• _Task objective_
Everything from the line containing "Mark each instance of the metal railing" through the line containing "Mark each instance of the yellow" should be repeated exactly, and nothing else from the data.
[[ Data to use, beginning ]]
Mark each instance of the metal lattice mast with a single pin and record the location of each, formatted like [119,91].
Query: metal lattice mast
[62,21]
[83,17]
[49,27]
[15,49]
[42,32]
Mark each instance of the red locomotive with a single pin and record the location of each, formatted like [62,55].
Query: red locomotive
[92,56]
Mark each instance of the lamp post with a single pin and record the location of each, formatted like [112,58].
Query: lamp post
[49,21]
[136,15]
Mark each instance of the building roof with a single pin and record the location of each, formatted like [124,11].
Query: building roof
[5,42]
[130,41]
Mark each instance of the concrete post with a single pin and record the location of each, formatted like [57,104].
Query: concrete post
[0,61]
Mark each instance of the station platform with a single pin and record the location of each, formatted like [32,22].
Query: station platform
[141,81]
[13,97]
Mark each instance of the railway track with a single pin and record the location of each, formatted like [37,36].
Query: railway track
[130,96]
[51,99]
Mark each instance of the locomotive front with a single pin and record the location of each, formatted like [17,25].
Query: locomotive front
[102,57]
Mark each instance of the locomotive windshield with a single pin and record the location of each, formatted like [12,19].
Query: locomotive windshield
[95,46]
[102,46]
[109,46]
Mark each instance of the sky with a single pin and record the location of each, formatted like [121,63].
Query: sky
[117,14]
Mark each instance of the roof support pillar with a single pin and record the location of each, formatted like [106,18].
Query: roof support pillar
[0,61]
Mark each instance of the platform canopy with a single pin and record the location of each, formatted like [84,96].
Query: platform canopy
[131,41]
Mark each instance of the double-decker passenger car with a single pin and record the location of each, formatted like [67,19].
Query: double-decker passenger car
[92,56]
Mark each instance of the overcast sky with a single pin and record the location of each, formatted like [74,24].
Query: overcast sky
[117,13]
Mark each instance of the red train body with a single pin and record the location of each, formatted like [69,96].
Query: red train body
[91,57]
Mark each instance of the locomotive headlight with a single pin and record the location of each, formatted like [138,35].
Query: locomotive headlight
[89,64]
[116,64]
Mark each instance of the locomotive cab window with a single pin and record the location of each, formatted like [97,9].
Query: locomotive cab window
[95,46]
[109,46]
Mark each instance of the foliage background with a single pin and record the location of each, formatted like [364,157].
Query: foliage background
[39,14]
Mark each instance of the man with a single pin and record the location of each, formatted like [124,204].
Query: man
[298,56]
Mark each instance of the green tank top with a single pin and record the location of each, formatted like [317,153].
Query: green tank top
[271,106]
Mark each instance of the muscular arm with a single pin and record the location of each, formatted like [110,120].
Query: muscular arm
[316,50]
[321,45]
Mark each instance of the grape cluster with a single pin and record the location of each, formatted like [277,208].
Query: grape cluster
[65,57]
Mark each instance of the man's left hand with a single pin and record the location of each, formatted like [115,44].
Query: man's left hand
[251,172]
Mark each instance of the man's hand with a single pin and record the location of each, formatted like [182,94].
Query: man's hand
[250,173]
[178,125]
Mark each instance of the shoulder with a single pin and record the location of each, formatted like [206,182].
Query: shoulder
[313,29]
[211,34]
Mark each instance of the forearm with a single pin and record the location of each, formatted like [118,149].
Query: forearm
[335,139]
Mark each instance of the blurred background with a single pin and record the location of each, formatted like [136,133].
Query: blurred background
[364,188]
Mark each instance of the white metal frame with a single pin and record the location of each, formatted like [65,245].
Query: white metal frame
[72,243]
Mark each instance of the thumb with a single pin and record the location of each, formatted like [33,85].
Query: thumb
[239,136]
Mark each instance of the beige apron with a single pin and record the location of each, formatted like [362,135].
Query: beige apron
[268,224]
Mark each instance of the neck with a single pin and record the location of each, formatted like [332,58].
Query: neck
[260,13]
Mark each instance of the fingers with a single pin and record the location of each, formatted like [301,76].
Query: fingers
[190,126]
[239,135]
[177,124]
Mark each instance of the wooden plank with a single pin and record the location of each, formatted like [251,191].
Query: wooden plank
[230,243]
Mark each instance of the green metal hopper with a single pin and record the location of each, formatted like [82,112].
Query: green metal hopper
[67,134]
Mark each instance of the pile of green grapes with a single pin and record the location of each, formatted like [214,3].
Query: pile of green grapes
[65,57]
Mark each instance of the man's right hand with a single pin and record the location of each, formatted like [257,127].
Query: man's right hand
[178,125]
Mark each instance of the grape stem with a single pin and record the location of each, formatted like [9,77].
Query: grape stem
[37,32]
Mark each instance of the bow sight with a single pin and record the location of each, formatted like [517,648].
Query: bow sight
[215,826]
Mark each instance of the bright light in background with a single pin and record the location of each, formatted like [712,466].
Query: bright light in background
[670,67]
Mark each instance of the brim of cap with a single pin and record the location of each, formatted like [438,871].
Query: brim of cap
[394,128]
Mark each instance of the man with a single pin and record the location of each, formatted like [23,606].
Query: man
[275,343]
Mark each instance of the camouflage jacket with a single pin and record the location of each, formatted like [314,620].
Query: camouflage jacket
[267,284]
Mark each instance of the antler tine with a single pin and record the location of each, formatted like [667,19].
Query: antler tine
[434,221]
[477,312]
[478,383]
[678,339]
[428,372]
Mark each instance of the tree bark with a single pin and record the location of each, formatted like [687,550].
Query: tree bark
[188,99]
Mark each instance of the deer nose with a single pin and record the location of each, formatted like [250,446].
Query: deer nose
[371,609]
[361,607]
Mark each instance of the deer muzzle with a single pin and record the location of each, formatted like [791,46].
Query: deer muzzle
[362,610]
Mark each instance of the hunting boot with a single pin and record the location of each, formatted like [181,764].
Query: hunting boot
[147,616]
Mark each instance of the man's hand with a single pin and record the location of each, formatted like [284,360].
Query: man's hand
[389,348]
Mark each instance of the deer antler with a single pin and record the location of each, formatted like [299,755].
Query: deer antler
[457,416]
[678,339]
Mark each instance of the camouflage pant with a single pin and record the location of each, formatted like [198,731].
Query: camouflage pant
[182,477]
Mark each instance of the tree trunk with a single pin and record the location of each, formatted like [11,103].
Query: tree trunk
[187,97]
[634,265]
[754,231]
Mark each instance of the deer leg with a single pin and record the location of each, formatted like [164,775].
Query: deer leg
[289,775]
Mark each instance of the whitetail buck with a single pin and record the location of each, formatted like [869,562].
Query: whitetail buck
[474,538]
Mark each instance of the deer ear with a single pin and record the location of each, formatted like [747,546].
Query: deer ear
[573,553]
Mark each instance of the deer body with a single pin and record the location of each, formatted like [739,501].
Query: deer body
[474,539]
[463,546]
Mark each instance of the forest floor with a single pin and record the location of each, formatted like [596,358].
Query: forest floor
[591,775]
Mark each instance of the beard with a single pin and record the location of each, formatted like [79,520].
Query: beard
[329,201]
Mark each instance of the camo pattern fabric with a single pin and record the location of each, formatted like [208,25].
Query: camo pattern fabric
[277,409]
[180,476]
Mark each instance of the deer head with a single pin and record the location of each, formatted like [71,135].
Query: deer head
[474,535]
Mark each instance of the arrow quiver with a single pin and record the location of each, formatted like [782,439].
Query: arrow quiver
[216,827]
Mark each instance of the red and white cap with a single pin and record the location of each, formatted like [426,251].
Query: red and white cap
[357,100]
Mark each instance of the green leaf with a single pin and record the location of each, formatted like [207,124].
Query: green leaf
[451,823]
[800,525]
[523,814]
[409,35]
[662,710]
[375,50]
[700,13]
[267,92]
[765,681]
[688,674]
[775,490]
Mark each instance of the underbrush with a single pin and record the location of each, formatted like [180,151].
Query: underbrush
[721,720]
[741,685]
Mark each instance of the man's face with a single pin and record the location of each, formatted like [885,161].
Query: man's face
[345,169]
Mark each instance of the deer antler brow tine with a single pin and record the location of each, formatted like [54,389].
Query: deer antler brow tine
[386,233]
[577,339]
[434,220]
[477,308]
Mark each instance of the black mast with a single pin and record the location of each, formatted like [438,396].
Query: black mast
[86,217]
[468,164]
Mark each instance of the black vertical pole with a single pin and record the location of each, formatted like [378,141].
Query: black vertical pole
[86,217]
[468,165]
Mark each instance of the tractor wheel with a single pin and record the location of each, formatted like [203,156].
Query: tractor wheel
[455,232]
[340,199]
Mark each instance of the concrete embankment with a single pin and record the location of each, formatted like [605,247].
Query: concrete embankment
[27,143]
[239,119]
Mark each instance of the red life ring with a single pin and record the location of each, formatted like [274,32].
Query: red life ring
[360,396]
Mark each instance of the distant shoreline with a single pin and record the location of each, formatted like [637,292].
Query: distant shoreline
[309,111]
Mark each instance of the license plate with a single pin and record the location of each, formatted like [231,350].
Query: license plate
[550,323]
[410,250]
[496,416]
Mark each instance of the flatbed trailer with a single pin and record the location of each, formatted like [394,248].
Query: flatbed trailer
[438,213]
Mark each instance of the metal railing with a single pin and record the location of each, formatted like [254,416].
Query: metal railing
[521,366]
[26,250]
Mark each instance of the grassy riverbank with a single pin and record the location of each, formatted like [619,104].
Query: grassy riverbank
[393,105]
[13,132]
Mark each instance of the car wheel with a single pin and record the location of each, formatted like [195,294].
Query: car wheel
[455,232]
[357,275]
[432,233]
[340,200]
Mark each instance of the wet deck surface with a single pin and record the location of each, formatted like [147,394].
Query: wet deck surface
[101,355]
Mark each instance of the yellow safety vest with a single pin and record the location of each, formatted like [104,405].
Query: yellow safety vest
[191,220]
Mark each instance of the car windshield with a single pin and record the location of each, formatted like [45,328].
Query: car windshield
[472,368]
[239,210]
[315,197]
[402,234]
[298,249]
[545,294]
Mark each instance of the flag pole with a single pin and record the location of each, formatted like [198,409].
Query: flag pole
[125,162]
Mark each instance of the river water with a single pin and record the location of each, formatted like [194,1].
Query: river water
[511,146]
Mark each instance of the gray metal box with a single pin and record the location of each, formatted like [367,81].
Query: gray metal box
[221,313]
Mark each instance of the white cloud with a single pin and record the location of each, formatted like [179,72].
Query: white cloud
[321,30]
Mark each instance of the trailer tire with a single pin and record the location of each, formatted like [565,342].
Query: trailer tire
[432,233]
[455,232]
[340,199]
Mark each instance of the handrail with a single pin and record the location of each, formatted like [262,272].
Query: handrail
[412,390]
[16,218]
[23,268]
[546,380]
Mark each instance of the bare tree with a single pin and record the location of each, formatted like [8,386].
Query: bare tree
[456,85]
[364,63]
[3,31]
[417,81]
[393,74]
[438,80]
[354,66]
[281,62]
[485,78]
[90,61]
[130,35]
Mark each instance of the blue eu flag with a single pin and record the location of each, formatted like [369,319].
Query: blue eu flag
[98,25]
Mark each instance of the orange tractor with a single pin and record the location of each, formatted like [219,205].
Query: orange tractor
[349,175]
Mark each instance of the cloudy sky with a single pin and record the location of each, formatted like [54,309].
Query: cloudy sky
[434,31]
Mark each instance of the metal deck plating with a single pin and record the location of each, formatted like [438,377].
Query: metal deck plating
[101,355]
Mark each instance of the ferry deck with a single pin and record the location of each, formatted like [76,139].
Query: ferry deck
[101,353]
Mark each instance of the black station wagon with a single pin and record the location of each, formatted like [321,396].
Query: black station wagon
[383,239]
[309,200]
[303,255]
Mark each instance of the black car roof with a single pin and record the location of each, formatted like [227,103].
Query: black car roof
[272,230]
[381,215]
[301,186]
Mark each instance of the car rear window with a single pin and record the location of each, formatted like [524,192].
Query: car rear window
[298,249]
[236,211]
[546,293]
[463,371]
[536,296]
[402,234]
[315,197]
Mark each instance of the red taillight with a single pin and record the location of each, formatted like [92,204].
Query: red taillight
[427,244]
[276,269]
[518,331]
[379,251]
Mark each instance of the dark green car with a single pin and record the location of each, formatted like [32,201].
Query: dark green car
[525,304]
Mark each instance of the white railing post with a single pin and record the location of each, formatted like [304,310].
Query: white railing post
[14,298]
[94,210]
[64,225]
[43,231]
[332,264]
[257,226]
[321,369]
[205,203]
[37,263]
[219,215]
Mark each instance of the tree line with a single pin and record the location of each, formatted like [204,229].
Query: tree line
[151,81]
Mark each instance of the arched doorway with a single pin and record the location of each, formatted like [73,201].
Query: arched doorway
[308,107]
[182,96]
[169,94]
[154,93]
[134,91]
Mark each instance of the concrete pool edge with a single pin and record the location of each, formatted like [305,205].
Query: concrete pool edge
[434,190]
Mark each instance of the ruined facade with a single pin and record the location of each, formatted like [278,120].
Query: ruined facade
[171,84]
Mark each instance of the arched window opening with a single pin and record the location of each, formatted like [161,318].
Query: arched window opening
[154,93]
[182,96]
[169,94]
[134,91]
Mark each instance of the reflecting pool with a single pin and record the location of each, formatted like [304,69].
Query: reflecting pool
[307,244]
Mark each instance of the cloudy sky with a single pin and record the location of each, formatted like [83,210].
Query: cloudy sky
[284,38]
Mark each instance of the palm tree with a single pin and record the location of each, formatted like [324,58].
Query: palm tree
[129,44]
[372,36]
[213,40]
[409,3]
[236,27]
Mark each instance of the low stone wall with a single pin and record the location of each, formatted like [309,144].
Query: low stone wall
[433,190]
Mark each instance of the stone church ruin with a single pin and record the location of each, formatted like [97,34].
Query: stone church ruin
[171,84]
[[ Data to use, end ]]
• _Result_
Mark each instance of the metal railing with a single pin and record the location of each, formatted like [254,416].
Query: metal railing
[521,366]
[26,250]
Mark each instance of the grassy riverbank with a single pin and record the location of each, formatted like [619,104].
Query: grassy riverbank
[393,105]
[13,132]
Mark each instance of the car wheel with a single pin and record the location of each, formatted like [195,294].
Query: car wheel
[455,232]
[357,275]
[432,233]
[340,200]
Mark each instance of the wet deck surface with a single pin and record the location of each, formatted like [147,394].
Query: wet deck surface
[101,355]
Mark each instance of the yellow safety vest with a single pin and record the location of each, formatted like [104,405].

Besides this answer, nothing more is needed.